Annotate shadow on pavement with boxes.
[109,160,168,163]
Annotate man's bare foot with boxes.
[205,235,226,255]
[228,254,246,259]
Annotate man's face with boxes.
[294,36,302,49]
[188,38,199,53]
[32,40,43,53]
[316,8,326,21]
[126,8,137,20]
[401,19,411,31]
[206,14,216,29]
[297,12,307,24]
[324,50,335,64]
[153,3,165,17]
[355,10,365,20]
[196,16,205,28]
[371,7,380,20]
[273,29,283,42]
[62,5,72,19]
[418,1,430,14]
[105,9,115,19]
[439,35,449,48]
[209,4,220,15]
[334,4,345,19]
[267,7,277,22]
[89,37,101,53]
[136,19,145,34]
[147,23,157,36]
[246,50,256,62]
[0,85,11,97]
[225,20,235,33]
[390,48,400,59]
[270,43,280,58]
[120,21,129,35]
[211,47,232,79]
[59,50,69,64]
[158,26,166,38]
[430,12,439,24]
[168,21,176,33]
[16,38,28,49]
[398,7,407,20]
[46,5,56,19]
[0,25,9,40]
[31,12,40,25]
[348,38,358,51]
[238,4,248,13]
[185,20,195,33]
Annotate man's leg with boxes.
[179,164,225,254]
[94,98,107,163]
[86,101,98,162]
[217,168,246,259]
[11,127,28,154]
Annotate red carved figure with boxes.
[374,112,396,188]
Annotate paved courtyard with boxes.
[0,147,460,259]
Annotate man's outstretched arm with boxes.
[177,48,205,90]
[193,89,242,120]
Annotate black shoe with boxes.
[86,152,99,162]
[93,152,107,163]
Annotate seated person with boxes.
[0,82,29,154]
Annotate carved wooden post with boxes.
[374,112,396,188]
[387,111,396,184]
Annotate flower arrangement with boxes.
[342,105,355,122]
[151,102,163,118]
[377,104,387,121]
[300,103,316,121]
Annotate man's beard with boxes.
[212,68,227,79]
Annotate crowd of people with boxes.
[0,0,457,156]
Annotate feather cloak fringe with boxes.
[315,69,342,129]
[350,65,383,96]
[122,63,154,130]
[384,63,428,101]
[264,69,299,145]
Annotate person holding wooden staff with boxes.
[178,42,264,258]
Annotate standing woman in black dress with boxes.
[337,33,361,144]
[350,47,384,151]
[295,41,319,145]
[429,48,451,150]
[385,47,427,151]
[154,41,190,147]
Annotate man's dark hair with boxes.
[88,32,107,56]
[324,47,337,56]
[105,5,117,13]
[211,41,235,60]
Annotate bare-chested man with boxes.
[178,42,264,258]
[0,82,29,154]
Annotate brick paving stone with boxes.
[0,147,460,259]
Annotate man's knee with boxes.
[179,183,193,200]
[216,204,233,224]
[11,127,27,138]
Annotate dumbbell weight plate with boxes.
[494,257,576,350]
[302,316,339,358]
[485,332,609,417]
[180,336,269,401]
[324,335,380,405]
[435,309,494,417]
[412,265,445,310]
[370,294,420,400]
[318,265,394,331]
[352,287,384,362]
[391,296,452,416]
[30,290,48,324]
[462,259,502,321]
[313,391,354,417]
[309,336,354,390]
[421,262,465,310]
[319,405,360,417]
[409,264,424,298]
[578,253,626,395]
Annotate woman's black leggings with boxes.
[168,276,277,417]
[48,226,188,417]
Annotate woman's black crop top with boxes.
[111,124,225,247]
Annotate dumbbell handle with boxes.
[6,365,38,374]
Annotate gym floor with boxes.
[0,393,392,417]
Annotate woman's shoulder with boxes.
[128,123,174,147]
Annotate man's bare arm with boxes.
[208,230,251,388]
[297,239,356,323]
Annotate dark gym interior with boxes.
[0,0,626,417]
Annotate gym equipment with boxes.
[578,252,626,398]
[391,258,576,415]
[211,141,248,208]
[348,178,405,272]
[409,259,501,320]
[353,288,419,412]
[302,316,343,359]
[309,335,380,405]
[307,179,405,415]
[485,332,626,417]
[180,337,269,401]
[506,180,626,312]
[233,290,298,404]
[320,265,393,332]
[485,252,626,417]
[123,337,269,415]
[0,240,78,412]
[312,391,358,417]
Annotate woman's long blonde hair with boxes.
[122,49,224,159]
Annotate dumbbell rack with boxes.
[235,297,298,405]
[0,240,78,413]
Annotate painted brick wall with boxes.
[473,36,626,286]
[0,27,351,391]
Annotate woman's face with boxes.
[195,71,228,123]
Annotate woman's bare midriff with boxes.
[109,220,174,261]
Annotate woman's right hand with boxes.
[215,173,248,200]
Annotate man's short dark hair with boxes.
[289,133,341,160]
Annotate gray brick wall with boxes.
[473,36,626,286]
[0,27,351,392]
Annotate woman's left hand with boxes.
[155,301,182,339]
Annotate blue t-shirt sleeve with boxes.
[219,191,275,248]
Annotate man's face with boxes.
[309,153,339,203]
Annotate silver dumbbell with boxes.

##############################

Exercise description: Reproduce every row above word for word, without changing anything.

Answer to this problem:
Annotate shadow on pavement with boxes.
[109,160,168,163]
Annotate man's bare foot with boxes.
[205,235,226,255]
[228,254,246,259]
Annotate man's face with boxes.
[294,36,302,49]
[188,38,199,53]
[32,40,43,53]
[316,8,326,21]
[126,8,137,20]
[401,19,411,31]
[206,14,216,29]
[297,12,307,24]
[324,50,335,64]
[153,3,165,17]
[355,10,365,20]
[196,16,205,28]
[371,7,380,20]
[273,29,283,42]
[62,5,72,19]
[418,1,430,14]
[105,9,115,19]
[439,35,449,48]
[209,4,220,15]
[334,4,345,19]
[267,7,277,22]
[89,37,101,53]
[136,19,145,34]
[147,23,157,36]
[246,50,256,62]
[0,85,11,97]
[225,20,235,33]
[390,48,400,59]
[270,43,280,58]
[120,21,129,35]
[211,47,232,79]
[59,50,69,64]
[158,26,166,38]
[430,12,439,24]
[168,21,176,33]
[16,38,28,49]
[398,7,407,20]
[46,5,56,19]
[0,25,9,40]
[31,12,40,25]
[348,38,358,51]
[238,4,248,13]
[185,20,195,33]
Annotate man's leg with boxes.
[179,164,225,254]
[94,98,107,163]
[86,101,98,162]
[217,168,246,259]
[11,127,28,154]
Annotate red carved figure with boxes.
[374,112,396,188]
Annotate paved courtyard with boxes.
[0,147,460,259]
Annotate man's outstretched arm with boxes.
[177,48,205,90]
[193,89,242,120]
Annotate black shoe with boxes.
[86,152,99,162]
[93,152,107,163]
Annotate seated person with boxes.
[0,82,29,154]
Annotate carved wooden post with boxes.
[374,112,396,188]
[387,111,396,184]
Annotate flower arrangement with boxes.
[342,105,355,122]
[151,102,163,118]
[377,104,387,121]
[300,103,316,121]
Annotate man's beard with boxes.
[212,68,227,79]
Annotate crowd of people with boxes.
[0,0,457,156]
Annotate feather cloak fringe with boxes.
[315,69,342,129]
[350,65,383,96]
[122,63,154,130]
[384,63,428,101]
[264,69,299,145]
Annotate person holding wooden staff with boxes.
[178,42,264,258]
Annotate standing woman in black dress with boxes.
[337,33,361,144]
[350,47,384,151]
[295,41,319,145]
[429,48,451,150]
[385,47,427,151]
[154,41,190,147]
Annotate man's dark hair with boxes.
[88,32,107,56]
[324,47,337,56]
[105,5,117,13]
[211,41,235,60]
Annotate bare-chested man with boxes.
[178,42,264,258]
[0,82,29,154]
Annotate brick paving stone with boxes.
[0,147,460,259]
Annotate man's knee with boxes.
[179,183,193,200]
[216,204,233,224]
[11,127,27,138]
Annotate dumbbell weight plate with boxes.
[494,257,576,350]
[302,316,339,358]
[485,332,609,417]
[180,336,269,401]
[324,335,380,405]
[435,309,494,417]
[412,265,445,310]
[370,294,420,400]
[318,265,394,331]
[352,287,384,362]
[391,296,452,416]
[30,290,48,324]
[462,259,502,321]
[313,391,354,417]
[309,336,354,390]
[421,262,465,310]
[319,405,360,417]
[409,264,424,298]
[578,253,626,395]
Annotate woman's black leggings with boxes.
[168,276,277,417]
[48,226,188,417]
Annotate woman's black crop top with boxes.
[111,124,225,247]
Annotate dumbbell handle with boxes.
[6,365,38,374]
Annotate gym floor with boxes.
[0,393,392,417]
Annotate woman's shoulder with boxes.
[128,123,174,147]
Annotate man's bare arm with boxes.
[208,230,251,388]
[297,239,356,323]
Annotate dark gym interior with boxes.
[0,0,626,417]
Annotate gym equipment with boxes.
[578,252,626,398]
[391,258,576,415]
[211,141,248,208]
[348,178,405,272]
[409,259,501,320]
[353,288,419,412]
[302,316,343,359]
[309,335,380,405]
[307,179,405,415]
[485,332,626,417]
[180,337,269,401]
[506,180,626,312]
[233,290,298,404]
[320,265,393,332]
[485,252,626,417]
[123,337,269,415]
[0,240,78,412]
[312,391,358,417]
Annotate woman's long blonde hair with boxes.
[122,49,224,159]
Annotate dumbbell rack with boxes.
[235,297,298,405]
[0,240,78,413]
Annotate painted brick wall with boxes.
[473,36,626,286]
[0,27,351,391]
Annotate woman's face with boxes.
[195,71,228,123]
Annotate woman's bare midriff with boxes.
[109,220,174,261]
Annotate woman's right hand with boxes.
[215,173,248,200]
Annotate man's short dark hair with boxes.
[289,133,341,160]
Annotate gray brick wall with boxes.
[473,36,626,286]
[0,27,351,392]
Annotate woman's left hand with boxes.
[155,301,182,339]
Annotate blue t-shirt sleeve with boxes.
[219,191,275,248]
Annotate man's face with boxes.
[309,153,339,203]
Annotate silver dumbbell with boxes.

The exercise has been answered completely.